Available records:

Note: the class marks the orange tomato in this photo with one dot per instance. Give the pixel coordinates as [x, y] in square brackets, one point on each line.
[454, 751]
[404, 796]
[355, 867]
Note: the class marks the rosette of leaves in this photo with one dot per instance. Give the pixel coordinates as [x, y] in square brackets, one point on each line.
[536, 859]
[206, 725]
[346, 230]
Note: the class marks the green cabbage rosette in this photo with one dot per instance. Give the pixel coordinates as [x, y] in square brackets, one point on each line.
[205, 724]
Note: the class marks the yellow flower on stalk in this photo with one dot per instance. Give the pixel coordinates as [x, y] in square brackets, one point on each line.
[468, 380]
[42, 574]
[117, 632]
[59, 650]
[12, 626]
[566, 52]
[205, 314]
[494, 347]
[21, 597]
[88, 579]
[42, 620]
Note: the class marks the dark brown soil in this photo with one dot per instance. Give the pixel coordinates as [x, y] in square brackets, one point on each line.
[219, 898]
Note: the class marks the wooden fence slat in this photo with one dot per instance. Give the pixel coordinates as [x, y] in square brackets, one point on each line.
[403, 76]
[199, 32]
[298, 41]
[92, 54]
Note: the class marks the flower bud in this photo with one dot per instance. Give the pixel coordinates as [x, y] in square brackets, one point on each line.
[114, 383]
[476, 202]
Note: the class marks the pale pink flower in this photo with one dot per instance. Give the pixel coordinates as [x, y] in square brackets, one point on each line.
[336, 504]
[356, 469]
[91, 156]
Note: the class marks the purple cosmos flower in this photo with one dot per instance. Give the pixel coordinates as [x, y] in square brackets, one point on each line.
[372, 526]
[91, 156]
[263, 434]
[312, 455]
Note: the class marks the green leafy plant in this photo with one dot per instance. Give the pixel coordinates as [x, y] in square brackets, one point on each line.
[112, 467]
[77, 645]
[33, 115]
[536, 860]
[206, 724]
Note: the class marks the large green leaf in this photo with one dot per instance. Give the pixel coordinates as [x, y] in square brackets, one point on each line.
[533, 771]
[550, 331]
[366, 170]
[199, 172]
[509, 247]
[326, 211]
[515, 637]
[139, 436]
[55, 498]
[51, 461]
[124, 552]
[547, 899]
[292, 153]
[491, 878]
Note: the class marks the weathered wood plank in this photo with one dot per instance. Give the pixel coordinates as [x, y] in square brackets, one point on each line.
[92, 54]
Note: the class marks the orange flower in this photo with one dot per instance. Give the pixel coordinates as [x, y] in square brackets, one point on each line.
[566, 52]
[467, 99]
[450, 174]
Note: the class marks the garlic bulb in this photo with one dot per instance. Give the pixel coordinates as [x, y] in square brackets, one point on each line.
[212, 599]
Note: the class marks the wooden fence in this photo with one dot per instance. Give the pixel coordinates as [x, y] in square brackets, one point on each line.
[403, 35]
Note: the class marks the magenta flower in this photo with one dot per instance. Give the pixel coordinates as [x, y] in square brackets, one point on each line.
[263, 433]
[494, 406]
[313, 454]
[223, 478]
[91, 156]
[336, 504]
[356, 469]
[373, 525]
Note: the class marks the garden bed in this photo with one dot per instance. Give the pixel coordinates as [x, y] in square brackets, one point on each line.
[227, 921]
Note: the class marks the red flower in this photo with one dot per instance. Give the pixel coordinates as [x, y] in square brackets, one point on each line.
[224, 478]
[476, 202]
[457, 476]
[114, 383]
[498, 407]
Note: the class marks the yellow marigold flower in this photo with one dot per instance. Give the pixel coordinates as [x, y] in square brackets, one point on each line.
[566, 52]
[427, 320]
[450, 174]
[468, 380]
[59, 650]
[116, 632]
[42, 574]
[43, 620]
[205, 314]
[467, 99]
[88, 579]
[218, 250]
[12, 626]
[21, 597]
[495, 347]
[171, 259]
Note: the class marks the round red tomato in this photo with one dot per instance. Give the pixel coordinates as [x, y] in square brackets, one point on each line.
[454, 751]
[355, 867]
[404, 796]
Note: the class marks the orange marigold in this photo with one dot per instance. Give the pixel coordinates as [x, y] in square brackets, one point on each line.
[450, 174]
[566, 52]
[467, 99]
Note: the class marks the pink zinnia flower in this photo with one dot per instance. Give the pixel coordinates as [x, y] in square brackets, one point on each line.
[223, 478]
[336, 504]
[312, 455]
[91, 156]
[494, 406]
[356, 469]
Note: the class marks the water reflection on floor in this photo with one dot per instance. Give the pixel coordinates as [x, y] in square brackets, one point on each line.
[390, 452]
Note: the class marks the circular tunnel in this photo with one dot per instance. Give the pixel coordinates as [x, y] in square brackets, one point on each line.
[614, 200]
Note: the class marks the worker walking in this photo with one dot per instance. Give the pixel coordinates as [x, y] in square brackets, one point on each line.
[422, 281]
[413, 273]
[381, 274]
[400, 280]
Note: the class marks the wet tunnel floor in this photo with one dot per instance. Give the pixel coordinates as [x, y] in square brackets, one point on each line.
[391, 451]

Exercise goal: Can you arrange every line of the entries above as a Markdown table with an Index column for the row number and a Text column for the line, leaving out blank lines?

Answer in full:
| Index | Text |
|---|---|
| 1 | Note: the class marks the orange tomato in this photo with one dot per instance. Give the pixel coordinates as [x, y] in square brackets, one point on each line. |
| 2 | [454, 751] |
| 3 | [404, 796] |
| 4 | [355, 867] |
| 5 | Note: the class marks the rosette of leaves in this photo with one dot per instance. Give the pixel coordinates as [x, y] in square brackets, one point on each line. |
| 6 | [536, 859] |
| 7 | [206, 725] |
| 8 | [346, 230] |
| 9 | Note: the class marks the green cabbage rosette in this photo with one dot per instance. Give the pixel coordinates as [x, y] in square brackets, one point on each line. |
| 10 | [205, 724] |
| 11 | Note: the class marks the yellow flower on stalk in this photo with one dot per instance. Give the pixel coordinates as [x, y] in square brackets, one point on each line. |
| 12 | [468, 380] |
| 13 | [42, 574] |
| 14 | [117, 632] |
| 15 | [59, 650] |
| 16 | [12, 626] |
| 17 | [566, 52] |
| 18 | [205, 314] |
| 19 | [494, 347] |
| 20 | [21, 597] |
| 21 | [88, 579] |
| 22 | [42, 620] |
| 23 | Note: the class marks the dark brown soil in this photo with one dot per instance. Give the pixel coordinates as [x, y] in square brackets, one point on each line. |
| 24 | [219, 898] |
| 25 | Note: the class marks the wooden fence slat in this photo with one dot per instance. Give the pixel coordinates as [x, y] in square brackets, one point on each line. |
| 26 | [403, 76] |
| 27 | [199, 32] |
| 28 | [298, 41] |
| 29 | [92, 54] |
| 30 | Note: the class marks the flower bud in this photo with one dot per instance. Give the pixel coordinates as [x, y] in square brackets, one point on each line. |
| 31 | [114, 383] |
| 32 | [476, 202] |
| 33 | Note: the class marks the pale pink flower in this photo with one dot per instance. Give the pixel coordinates as [x, y] in square brackets, one point on each line. |
| 34 | [336, 504] |
| 35 | [356, 469] |
| 36 | [91, 156] |
| 37 | Note: the class marks the purple cosmos flower in this photo with one dot per instance. Give the pixel coordinates as [x, y] in square brackets, one point on each line. |
| 38 | [372, 526] |
| 39 | [91, 156] |
| 40 | [263, 434] |
| 41 | [312, 455] |
| 42 | Note: the class marks the green leafy plant in this photo with one dot per instance. Give the pixel coordinates as [x, y] in square brackets, one point on each line. |
| 43 | [112, 467] |
| 44 | [77, 645] |
| 45 | [33, 115] |
| 46 | [536, 860] |
| 47 | [206, 724] |
| 48 | Note: the class marks the large green leaf in this photo with one dot per instance. Give the pixel coordinates as [x, y] in square brackets, one point on each line. |
| 49 | [533, 771] |
| 50 | [550, 331] |
| 51 | [366, 170] |
| 52 | [199, 172] |
| 53 | [509, 247] |
| 54 | [326, 211] |
| 55 | [515, 637] |
| 56 | [139, 436] |
| 57 | [55, 498] |
| 58 | [51, 461] |
| 59 | [124, 552] |
| 60 | [547, 899] |
| 61 | [292, 153] |
| 62 | [491, 878] |
| 63 | Note: the class marks the weathered wood plank in this photo with one dot per instance. Give the pixel coordinates as [x, y] in square brackets, one point on each line. |
| 64 | [92, 54] |
| 65 | Note: the class marks the orange flower in this photo with one dot per instance. Give the pixel coordinates as [x, y] in square brackets, one point on each line. |
| 66 | [566, 52] |
| 67 | [467, 99] |
| 68 | [450, 174] |
| 69 | Note: the class marks the garlic bulb in this photo with one dot per instance. Give the pixel coordinates as [x, y] in square brackets, one point on each line. |
| 70 | [212, 599] |
| 71 | Note: the class marks the wooden fence in this photo with one dot per instance. Give the pixel coordinates as [x, y] in square brackets, one point on each line. |
| 72 | [403, 35] |
| 73 | Note: the class marks the magenta flower in this photo with one dot per instance. Give the pixel coordinates as [x, y] in square brackets, one point on each line. |
| 74 | [263, 433] |
| 75 | [494, 406] |
| 76 | [313, 454] |
| 77 | [223, 478] |
| 78 | [91, 156] |
| 79 | [336, 504] |
| 80 | [356, 469] |
| 81 | [373, 525] |
| 82 | Note: the class marks the garden bed in this photo with one dot per instance. Give the pixel coordinates as [x, y] in square brackets, one point on each line. |
| 83 | [227, 921] |
| 84 | Note: the class marks the red flower in this photo with one dot per instance. Give the pixel coordinates as [x, y] in square brackets, one point on each line. |
| 85 | [224, 478] |
| 86 | [476, 202] |
| 87 | [457, 476] |
| 88 | [114, 383] |
| 89 | [498, 407] |
| 90 | Note: the class marks the yellow marigold flower in this photo with one dot per instance. Give the pixel coordinates as [x, y] in square brackets, one point on each line. |
| 91 | [566, 52] |
| 92 | [427, 320] |
| 93 | [450, 174] |
| 94 | [468, 380] |
| 95 | [59, 650] |
| 96 | [116, 632] |
| 97 | [42, 574] |
| 98 | [43, 620] |
| 99 | [205, 314] |
| 100 | [467, 99] |
| 101 | [88, 579] |
| 102 | [218, 250] |
| 103 | [12, 626] |
| 104 | [21, 597] |
| 105 | [495, 347] |
| 106 | [171, 259] |
| 107 | Note: the class marks the round red tomato in this photo with one dot per instance. Give the pixel coordinates as [x, y] in square brackets, one point on each line. |
| 108 | [454, 751] |
| 109 | [355, 867] |
| 110 | [404, 796] |
| 111 | Note: the class marks the orange marigold in this photo with one dot per instance. Give the pixel coordinates as [x, y] in square brackets, one point on each line. |
| 112 | [450, 174] |
| 113 | [566, 52] |
| 114 | [467, 99] |
| 115 | Note: the class marks the pink zinnia flower in this photo with one dot per instance. Give the pixel coordinates as [x, y] in square brackets, one point on each line. |
| 116 | [223, 478] |
| 117 | [336, 504] |
| 118 | [312, 455] |
| 119 | [91, 156] |
| 120 | [494, 406] |
| 121 | [356, 469] |
| 122 | Note: the class marks the water reflection on floor in this photo with one dot per instance. Give the pixel coordinates as [x, y] in square brackets, one point on each line. |
| 123 | [390, 452] |
| 124 | Note: the class marks the circular tunnel in this photo with one dot per instance. Give the pixel coordinates as [x, y] in square brackets, one point on each line. |
| 125 | [614, 200] |
| 126 | Note: the class marks the worker walking in this photo with one dot per instance. Give the pixel coordinates as [x, y] in square brackets, one point on each line. |
| 127 | [422, 281] |
| 128 | [413, 273] |
| 129 | [381, 274] |
| 130 | [400, 280] |
| 131 | Note: the class marks the wet tunnel floor in this photo with one dot per instance. Give the pixel coordinates as [x, y] in square brackets, one point on each line. |
| 132 | [391, 451] |